■ What is required:
Reproduce the entries word for word from the very start through the line containing "POLYGON ((388 15, 389", including that line, and leave out the pictures.

══════════════════════════════

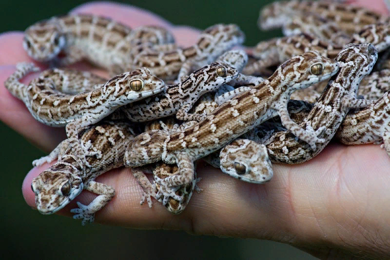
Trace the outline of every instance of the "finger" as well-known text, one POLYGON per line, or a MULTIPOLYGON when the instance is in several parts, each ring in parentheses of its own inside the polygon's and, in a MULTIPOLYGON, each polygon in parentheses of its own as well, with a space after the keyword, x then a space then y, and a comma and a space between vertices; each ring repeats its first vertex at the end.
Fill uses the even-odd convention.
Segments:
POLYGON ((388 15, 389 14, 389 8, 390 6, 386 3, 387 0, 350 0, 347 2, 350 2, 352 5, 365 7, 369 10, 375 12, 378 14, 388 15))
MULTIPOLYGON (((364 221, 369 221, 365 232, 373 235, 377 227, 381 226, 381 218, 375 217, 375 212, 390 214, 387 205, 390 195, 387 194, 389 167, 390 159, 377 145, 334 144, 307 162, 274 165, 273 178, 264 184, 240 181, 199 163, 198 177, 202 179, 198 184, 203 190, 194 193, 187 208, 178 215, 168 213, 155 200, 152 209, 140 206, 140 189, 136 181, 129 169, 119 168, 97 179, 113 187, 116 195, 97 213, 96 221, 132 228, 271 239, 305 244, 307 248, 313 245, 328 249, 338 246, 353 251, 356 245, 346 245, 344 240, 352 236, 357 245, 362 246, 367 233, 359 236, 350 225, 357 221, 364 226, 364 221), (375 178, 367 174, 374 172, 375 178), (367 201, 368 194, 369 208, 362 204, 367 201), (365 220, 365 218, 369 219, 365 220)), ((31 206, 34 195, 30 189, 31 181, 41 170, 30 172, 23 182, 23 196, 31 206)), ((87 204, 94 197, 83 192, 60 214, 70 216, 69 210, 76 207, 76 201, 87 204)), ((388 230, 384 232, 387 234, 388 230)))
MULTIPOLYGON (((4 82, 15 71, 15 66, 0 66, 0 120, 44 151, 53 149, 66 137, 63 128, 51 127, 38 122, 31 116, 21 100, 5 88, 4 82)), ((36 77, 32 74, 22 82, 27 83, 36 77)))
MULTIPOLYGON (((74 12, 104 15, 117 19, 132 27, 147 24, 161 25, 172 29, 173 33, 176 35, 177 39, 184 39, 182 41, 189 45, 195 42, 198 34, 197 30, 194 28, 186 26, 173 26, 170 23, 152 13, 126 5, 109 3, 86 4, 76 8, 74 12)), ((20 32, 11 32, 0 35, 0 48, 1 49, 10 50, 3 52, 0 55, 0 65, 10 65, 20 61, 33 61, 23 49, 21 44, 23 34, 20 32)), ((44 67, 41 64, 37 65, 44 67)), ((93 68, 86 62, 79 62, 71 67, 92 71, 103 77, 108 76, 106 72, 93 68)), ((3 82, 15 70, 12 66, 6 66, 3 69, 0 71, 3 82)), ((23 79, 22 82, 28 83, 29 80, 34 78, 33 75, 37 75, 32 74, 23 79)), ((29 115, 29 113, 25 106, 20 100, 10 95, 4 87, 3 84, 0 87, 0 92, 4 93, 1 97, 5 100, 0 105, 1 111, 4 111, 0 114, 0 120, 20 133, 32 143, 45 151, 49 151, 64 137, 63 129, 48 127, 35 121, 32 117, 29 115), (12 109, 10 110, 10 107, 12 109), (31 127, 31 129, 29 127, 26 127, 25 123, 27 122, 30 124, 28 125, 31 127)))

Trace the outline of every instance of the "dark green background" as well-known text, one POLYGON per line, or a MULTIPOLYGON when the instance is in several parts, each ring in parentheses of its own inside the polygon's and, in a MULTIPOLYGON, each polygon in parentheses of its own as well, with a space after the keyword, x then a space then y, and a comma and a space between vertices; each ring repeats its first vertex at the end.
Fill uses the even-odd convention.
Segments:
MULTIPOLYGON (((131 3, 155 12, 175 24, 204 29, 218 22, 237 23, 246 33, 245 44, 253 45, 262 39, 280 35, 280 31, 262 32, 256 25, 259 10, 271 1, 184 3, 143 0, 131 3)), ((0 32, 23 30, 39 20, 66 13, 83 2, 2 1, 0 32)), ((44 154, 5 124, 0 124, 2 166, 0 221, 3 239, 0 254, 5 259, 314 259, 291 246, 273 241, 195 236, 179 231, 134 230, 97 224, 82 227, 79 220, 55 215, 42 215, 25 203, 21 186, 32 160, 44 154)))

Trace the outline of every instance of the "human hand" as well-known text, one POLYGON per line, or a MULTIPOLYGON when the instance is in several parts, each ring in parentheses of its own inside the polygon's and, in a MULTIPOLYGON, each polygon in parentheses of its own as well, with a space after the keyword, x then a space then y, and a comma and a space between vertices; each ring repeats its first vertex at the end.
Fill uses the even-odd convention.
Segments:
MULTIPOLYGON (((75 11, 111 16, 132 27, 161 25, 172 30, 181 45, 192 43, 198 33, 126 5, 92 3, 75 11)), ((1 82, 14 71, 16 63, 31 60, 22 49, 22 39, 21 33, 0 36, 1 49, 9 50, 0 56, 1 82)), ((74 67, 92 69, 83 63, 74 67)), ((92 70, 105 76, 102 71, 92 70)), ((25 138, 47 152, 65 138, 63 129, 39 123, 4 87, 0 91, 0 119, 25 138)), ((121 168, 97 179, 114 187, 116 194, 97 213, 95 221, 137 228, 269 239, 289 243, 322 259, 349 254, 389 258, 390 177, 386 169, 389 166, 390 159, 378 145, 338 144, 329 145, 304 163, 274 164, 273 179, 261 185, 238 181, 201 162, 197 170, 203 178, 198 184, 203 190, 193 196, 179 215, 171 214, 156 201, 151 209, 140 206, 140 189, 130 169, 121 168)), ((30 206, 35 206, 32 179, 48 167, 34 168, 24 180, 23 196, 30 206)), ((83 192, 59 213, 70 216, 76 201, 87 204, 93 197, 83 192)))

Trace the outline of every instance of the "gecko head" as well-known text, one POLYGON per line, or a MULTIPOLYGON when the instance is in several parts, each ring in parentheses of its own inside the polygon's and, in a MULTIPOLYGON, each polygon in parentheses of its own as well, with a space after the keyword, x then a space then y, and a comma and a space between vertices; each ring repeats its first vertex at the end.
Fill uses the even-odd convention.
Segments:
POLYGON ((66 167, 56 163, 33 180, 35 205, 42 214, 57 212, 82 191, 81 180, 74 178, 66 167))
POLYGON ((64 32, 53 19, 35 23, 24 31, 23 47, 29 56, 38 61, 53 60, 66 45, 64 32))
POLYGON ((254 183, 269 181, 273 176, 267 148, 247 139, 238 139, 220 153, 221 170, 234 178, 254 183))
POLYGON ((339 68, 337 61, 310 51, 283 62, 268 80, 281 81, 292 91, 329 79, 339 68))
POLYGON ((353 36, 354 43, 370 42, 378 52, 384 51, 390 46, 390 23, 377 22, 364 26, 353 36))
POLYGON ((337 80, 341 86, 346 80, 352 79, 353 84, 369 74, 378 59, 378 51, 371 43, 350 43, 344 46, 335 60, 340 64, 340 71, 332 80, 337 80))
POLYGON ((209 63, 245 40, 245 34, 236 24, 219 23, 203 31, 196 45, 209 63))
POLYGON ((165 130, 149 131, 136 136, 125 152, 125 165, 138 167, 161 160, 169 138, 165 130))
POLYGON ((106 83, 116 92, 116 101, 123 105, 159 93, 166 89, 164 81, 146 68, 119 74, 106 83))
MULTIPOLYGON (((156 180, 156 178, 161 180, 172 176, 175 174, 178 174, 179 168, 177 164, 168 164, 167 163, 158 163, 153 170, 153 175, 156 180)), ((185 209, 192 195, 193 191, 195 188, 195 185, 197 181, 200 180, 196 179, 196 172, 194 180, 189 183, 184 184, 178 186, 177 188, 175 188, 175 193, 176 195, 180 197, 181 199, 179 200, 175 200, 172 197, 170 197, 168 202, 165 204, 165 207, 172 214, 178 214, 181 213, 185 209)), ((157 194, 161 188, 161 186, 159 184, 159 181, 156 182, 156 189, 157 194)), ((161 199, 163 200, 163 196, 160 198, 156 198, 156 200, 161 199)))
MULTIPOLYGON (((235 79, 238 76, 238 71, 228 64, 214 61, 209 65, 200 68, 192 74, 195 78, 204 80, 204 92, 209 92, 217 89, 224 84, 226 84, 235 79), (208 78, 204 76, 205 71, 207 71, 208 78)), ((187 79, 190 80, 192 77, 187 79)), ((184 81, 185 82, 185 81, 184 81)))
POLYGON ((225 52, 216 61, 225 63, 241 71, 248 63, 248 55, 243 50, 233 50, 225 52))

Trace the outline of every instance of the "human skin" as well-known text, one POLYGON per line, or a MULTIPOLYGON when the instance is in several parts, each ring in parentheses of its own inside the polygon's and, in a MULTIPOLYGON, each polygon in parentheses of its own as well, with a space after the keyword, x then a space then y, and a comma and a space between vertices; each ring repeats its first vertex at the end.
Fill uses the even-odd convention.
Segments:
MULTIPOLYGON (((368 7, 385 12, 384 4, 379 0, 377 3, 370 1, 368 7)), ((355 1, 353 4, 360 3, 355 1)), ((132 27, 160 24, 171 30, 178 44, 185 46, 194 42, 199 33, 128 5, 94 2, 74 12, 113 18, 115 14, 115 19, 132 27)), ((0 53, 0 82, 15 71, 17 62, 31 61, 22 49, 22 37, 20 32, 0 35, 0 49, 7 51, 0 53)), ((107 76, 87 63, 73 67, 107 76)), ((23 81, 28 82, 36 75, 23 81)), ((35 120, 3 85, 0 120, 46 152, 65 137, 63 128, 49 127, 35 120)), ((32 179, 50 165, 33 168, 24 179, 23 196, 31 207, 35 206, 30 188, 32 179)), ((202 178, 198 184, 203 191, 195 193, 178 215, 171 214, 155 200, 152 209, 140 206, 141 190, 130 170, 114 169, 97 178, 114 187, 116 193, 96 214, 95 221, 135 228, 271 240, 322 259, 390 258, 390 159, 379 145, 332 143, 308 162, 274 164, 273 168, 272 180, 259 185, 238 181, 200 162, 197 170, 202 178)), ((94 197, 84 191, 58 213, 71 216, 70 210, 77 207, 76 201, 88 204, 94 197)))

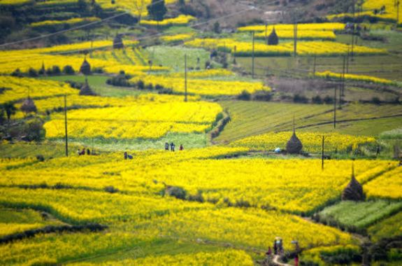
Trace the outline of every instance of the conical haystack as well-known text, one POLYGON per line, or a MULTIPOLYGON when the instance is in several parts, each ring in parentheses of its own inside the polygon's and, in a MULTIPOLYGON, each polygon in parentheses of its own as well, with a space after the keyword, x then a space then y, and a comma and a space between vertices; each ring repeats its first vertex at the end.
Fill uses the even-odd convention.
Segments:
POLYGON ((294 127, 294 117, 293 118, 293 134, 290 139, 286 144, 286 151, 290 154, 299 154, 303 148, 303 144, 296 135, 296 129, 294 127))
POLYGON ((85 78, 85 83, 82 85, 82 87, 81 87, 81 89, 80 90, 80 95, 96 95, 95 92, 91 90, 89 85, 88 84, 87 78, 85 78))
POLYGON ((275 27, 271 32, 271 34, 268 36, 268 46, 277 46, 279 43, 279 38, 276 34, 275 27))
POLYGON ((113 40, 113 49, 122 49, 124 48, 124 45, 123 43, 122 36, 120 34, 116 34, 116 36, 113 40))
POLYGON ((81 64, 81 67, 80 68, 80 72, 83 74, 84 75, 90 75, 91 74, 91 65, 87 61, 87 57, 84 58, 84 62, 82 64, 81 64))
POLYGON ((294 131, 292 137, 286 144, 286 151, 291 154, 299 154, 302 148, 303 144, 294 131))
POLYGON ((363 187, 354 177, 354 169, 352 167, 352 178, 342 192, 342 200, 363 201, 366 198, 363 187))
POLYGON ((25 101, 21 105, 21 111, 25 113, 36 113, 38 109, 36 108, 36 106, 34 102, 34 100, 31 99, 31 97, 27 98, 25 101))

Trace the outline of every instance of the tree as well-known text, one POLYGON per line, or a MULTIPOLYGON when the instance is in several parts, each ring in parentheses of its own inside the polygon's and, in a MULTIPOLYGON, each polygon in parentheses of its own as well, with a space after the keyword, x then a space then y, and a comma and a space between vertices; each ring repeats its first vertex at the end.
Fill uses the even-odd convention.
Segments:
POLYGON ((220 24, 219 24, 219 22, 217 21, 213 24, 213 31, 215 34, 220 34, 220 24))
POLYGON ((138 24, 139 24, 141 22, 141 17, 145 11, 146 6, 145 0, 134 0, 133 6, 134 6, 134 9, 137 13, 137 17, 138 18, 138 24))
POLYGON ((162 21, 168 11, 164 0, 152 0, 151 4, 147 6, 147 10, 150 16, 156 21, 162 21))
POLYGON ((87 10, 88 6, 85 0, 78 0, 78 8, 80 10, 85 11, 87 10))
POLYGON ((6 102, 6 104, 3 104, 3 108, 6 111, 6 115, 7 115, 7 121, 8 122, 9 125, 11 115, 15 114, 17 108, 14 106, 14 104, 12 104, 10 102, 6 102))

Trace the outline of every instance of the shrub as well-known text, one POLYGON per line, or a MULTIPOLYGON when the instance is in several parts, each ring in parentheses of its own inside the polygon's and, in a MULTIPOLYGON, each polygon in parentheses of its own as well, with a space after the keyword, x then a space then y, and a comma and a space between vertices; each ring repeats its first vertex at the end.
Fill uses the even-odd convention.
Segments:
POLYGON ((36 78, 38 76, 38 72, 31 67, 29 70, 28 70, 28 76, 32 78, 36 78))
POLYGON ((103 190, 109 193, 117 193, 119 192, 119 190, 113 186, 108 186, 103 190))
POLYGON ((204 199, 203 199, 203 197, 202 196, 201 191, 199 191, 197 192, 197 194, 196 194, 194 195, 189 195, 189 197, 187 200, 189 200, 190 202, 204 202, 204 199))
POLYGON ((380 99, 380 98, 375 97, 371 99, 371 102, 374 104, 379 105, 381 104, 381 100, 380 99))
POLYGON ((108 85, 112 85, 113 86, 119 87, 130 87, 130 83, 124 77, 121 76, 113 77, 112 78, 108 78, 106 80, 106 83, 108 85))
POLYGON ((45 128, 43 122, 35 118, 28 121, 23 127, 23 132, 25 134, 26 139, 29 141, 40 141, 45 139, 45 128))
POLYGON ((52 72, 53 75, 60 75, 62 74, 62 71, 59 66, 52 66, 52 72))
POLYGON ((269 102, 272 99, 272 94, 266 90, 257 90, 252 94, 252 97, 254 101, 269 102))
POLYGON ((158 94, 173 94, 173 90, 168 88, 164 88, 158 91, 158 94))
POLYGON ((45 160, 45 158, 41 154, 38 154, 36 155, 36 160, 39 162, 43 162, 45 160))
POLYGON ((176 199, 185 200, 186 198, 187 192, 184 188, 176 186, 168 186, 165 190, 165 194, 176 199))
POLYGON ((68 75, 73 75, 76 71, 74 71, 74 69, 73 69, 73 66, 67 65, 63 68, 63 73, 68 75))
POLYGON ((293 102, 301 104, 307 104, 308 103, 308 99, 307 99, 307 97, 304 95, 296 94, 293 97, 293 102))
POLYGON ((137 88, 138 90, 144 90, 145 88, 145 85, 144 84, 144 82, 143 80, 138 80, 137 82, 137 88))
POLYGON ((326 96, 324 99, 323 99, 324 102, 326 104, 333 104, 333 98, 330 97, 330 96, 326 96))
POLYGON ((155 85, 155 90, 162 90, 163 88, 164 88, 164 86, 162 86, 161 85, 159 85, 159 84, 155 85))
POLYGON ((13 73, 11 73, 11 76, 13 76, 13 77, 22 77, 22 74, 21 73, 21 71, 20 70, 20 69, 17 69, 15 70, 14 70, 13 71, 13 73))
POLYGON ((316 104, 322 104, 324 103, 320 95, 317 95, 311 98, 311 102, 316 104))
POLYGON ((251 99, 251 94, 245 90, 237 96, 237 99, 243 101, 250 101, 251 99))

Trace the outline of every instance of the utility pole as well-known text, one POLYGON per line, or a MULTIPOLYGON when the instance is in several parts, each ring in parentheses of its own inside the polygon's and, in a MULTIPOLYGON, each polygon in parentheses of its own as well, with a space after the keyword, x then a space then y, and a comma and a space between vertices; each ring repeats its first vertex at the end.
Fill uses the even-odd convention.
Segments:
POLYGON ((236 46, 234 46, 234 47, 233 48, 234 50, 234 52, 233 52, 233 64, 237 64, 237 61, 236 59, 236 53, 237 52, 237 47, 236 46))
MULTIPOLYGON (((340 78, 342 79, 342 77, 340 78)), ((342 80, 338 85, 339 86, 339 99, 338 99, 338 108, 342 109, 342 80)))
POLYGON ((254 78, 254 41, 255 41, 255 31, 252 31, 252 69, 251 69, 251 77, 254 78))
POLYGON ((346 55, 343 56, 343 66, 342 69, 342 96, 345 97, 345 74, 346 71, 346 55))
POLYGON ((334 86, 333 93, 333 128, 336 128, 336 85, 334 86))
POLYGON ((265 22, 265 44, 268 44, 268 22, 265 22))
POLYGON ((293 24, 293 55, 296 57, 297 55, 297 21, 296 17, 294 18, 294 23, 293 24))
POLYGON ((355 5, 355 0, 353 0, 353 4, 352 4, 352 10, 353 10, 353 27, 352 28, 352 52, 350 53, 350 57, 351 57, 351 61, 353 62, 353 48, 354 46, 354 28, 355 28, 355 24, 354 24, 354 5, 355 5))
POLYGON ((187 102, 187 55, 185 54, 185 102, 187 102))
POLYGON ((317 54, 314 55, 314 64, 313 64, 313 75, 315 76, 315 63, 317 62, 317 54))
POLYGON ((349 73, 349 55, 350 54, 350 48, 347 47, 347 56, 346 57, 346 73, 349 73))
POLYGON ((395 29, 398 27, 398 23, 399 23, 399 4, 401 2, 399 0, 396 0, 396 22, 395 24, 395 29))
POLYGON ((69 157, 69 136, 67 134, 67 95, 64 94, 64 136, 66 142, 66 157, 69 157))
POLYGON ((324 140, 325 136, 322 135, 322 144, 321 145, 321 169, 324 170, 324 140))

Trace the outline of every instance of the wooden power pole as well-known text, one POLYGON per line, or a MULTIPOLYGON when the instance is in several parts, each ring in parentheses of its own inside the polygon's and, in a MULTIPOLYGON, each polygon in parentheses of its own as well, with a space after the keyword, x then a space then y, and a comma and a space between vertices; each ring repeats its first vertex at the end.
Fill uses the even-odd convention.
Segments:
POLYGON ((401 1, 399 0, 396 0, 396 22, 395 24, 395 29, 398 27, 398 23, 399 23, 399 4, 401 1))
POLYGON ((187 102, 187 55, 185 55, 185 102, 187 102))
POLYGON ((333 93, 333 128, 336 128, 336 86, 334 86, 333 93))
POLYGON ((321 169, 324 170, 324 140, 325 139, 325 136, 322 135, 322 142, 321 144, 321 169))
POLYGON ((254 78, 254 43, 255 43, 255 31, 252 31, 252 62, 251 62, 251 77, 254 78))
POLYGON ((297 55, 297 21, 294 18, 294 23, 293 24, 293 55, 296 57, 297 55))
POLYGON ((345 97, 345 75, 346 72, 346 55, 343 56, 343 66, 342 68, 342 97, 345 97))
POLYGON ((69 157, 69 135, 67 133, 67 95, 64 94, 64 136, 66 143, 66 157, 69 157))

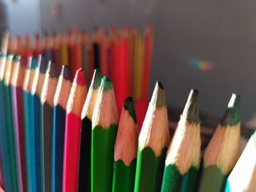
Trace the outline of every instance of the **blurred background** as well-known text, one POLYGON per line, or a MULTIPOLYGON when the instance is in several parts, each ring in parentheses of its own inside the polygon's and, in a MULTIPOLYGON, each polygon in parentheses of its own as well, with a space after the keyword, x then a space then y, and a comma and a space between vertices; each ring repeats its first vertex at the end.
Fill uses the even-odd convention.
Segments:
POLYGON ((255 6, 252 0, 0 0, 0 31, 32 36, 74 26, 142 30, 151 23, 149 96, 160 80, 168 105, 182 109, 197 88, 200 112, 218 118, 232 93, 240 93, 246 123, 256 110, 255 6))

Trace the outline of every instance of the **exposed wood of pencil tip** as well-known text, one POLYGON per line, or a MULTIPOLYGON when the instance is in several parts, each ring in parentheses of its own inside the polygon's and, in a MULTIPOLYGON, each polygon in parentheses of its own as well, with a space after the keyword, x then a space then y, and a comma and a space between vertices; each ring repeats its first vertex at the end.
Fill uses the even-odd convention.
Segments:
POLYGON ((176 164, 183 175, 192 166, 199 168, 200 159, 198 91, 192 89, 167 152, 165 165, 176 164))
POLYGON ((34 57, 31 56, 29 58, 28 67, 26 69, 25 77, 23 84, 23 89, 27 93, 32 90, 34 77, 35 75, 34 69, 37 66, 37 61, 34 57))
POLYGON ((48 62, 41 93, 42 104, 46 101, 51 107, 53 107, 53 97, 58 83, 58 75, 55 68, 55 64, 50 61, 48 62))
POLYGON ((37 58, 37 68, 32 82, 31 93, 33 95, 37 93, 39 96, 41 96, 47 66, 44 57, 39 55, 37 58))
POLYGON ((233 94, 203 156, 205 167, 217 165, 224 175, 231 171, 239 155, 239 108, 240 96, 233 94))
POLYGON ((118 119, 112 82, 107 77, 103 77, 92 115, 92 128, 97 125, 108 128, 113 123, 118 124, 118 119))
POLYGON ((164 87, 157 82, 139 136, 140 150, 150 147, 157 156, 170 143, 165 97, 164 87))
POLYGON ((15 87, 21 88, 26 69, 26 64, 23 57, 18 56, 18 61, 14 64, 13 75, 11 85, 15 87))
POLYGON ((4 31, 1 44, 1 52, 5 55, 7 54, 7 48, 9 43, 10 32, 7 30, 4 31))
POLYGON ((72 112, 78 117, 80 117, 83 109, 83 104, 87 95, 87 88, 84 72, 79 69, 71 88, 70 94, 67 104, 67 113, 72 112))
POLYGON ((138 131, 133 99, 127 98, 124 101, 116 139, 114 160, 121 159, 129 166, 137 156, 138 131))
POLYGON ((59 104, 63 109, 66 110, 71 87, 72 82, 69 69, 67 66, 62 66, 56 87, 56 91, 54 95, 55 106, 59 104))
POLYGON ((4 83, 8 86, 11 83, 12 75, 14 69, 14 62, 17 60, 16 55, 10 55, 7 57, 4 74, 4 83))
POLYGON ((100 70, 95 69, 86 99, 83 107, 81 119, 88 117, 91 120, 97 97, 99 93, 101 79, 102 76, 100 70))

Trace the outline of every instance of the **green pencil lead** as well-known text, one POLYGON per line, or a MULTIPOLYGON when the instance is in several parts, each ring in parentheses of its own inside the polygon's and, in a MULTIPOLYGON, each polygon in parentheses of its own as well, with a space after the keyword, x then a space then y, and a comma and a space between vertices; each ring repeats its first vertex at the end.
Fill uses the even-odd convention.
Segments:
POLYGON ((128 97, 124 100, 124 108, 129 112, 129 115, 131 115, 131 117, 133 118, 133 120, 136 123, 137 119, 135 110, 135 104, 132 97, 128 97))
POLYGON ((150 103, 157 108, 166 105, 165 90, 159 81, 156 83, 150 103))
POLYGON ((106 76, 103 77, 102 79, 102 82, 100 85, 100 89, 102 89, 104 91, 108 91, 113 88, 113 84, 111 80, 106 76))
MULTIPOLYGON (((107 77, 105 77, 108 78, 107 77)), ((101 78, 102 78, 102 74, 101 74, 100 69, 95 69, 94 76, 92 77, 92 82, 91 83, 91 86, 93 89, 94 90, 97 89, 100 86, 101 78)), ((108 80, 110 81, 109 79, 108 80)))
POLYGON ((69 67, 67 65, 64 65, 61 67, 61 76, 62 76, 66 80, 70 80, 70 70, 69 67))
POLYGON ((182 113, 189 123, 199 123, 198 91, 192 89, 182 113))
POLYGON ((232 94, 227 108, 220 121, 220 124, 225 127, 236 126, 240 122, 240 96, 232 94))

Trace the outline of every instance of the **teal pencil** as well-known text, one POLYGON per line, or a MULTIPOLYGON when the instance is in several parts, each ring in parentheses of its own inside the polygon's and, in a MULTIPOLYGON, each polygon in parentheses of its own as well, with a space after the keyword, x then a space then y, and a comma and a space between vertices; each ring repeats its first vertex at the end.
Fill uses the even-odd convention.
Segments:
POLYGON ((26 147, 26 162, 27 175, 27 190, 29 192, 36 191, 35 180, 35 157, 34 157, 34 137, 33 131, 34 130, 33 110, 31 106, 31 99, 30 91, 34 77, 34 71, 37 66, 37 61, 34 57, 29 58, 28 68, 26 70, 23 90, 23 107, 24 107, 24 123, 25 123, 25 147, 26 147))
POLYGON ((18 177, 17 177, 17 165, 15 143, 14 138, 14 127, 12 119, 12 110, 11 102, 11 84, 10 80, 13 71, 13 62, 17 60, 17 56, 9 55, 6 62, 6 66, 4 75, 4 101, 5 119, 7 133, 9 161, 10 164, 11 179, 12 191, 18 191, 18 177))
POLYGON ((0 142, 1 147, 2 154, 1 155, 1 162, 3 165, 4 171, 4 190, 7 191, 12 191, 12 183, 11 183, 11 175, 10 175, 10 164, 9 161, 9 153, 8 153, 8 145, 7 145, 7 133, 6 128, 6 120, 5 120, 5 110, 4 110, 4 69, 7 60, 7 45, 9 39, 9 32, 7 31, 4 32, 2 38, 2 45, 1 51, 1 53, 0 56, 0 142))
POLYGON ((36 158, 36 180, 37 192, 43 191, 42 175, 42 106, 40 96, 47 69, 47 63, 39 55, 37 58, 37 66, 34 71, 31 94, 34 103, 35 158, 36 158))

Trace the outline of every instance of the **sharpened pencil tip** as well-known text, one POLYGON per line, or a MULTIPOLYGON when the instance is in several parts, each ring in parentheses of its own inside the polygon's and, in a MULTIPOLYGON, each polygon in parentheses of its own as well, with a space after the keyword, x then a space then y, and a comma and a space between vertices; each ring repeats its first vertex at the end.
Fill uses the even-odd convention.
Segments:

══════════════════════════════

■ Result:
Trace the outline of every instance of the "finger" as well-known text, one POLYGON per line, or a MULTIPOLYGON when the instance is in several parts, each ring in parentheses of its own inside the polygon's and, in a MULTIPOLYGON, each polygon in parentheses of its own as well, with a space after the keyword, x then a space then y, and a comma and a space between vertices; each ring repeats its first vertex at the end.
Fill uses the even-odd convention.
Segments:
POLYGON ((388 15, 389 14, 389 8, 390 6, 386 3, 387 0, 350 0, 347 2, 350 2, 352 5, 365 7, 369 10, 375 12, 378 14, 388 15))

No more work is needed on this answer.